What you have to do: The reply should hold every line of the data below, unchanged, and none of the pictures.

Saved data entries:
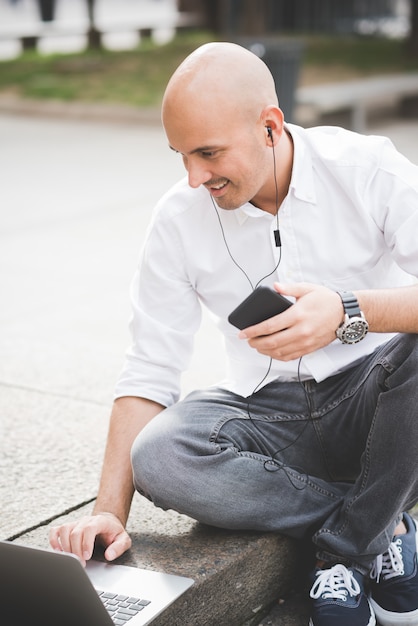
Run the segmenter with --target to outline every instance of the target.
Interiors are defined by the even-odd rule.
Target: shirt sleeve
[[[373,219],[394,261],[418,278],[418,167],[386,140],[368,188]],[[378,200],[378,202],[376,202]]]
[[[156,215],[131,286],[132,344],[115,397],[177,402],[181,373],[190,364],[201,305],[184,263],[175,219]]]

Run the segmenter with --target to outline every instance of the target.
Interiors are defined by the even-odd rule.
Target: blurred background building
[[[406,36],[409,0],[179,0],[215,32],[355,33]]]
[[[0,58],[18,55],[22,46],[76,51],[86,37],[91,46],[135,47],[147,29],[163,43],[176,27],[187,25],[230,38],[268,33],[407,38],[417,30],[417,7],[417,0],[0,0]]]

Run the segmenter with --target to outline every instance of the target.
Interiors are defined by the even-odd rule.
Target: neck
[[[264,191],[252,203],[262,211],[276,215],[288,194],[292,178],[293,141],[286,131],[272,150],[273,176],[269,177]]]

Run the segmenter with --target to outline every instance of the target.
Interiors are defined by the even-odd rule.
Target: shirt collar
[[[293,140],[294,147],[292,177],[290,180],[289,192],[292,191],[293,195],[303,202],[316,204],[316,191],[311,155],[309,154],[302,137],[299,136],[299,127],[294,124],[286,124],[285,128]],[[238,209],[235,209],[234,214],[240,226],[244,224],[249,217],[264,219],[271,219],[274,217],[267,211],[263,211],[262,209],[254,206],[251,202],[246,202]]]
[[[285,128],[293,140],[294,147],[290,189],[299,200],[316,204],[312,157],[300,136],[303,129],[294,124],[286,124]]]
[[[240,226],[249,217],[264,218],[264,219],[271,219],[271,217],[274,217],[271,215],[271,213],[268,213],[267,211],[263,211],[262,209],[259,209],[258,207],[251,204],[251,202],[246,202],[245,204],[240,206],[238,209],[235,209],[234,213],[237,218],[237,222]]]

Answer space:
Run the segmenter with --target to outline every instance of the target.
Interiors are defined by the even-odd rule.
Target: shirt sleeve
[[[373,219],[394,261],[418,278],[418,167],[386,140],[368,188]],[[378,200],[378,202],[376,202]]]
[[[156,215],[131,286],[132,344],[115,397],[177,402],[181,373],[190,364],[201,305],[184,263],[175,219]]]

Run the segmenter with --target to outline every instance of the target.
Interiors are defined by the even-odd rule.
Target: blurred background building
[[[406,36],[409,0],[179,0],[215,32],[355,33]]]
[[[0,58],[18,55],[22,46],[76,51],[86,37],[91,46],[135,47],[147,29],[163,43],[176,27],[187,25],[230,38],[268,33],[407,38],[417,30],[417,7],[417,0],[0,0]]]

Run the segmenter with --target to outline every instance of the target.
Interiors are defined by the even-odd rule.
Target: neck
[[[264,191],[252,203],[262,211],[276,215],[288,194],[292,178],[293,141],[286,131],[272,150],[273,176],[269,177]]]

Run the segmenter with --target to outline every instance of the target.
Interiors are defined by the even-odd rule.
Target: shirt collar
[[[293,140],[294,147],[292,177],[290,180],[289,192],[292,191],[293,195],[303,202],[316,204],[316,191],[311,155],[309,154],[302,137],[299,136],[299,127],[294,124],[286,124],[285,128]],[[238,209],[235,209],[234,214],[240,226],[244,224],[249,217],[264,219],[271,219],[274,217],[267,211],[263,211],[262,209],[254,206],[251,202],[246,202]]]
[[[285,128],[293,140],[294,147],[290,189],[299,200],[316,204],[312,157],[300,136],[303,129],[294,124],[286,124]]]
[[[240,226],[249,217],[264,218],[264,219],[271,219],[271,217],[274,217],[271,215],[271,213],[268,213],[267,211],[263,211],[262,209],[259,209],[258,207],[251,204],[251,202],[246,202],[245,204],[240,206],[238,209],[235,209],[234,213],[237,218],[237,222]]]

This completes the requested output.